→ Given request
Lay out as a numbered list everything in the records below, from the line containing "Mark each instance of the front door" down to the last line of the records, both ends included. Leave out blank lines.

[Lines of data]
--------------------------------------------------

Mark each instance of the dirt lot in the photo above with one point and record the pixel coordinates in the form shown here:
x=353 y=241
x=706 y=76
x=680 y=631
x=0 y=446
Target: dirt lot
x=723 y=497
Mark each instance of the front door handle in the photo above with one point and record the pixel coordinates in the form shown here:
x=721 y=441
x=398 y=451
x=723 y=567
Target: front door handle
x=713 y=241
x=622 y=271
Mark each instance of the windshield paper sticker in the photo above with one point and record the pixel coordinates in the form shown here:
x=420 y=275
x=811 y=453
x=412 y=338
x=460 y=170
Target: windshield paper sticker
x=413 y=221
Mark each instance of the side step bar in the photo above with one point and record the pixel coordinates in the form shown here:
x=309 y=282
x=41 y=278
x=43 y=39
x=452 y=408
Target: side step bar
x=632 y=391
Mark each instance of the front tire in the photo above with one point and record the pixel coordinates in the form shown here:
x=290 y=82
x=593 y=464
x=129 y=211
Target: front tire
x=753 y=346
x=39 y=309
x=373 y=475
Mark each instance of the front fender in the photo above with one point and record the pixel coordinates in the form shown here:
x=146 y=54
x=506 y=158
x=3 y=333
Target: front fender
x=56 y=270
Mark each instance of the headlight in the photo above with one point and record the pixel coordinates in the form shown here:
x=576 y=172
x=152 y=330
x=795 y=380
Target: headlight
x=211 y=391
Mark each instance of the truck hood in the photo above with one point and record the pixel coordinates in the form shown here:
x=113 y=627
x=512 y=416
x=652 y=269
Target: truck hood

--------------------------------------------------

→ Finished exercise
1. Mark each instance of the front door handle in the photo above with one point and record the pixel coordinates in the form shown here:
2. x=721 y=441
3. x=398 y=451
4. x=723 y=567
5. Target: front door handle
6. x=713 y=241
7. x=622 y=271
8. Mark each instance of the windshield paper sticker in the photo above with one point and record the pixel coordinates in the form shown here:
9. x=420 y=275
10. x=811 y=453
11. x=412 y=338
12. x=460 y=170
13. Target: windshield paper sticker
14. x=413 y=221
15. Mark each instance of the side step bar in the photo above with one point and record the pixel coordinates in the form shown here:
16. x=309 y=282
17. x=41 y=278
18. x=43 y=39
19. x=452 y=408
20. Target: side step bar
21. x=632 y=391
22. Mark each instance of the front tire in the photo above with one point and record the pixel coordinates in the form shown here:
23. x=290 y=82
24. x=593 y=464
25. x=129 y=211
26. Target: front tire
27. x=753 y=346
28. x=39 y=309
29. x=373 y=475
30. Mark each instance of the front fender in the photo above with one point and record the pixel coordinates in the form shown here:
31. x=146 y=54
32. x=506 y=158
33. x=3 y=333
34. Target: front fender
35. x=56 y=270
36. Mark each instance of the headlight in the photo above with one point and record the pixel coordinates in the form shown here:
37. x=576 y=172
38. x=152 y=330
39. x=795 y=380
40. Target: headlight
41. x=211 y=391
42. Mark each instance of the truck hood in the photo above with one point and record the pixel coordinates in the form shown here:
43. x=113 y=627
44. x=512 y=416
45. x=652 y=269
46. Target: truck hood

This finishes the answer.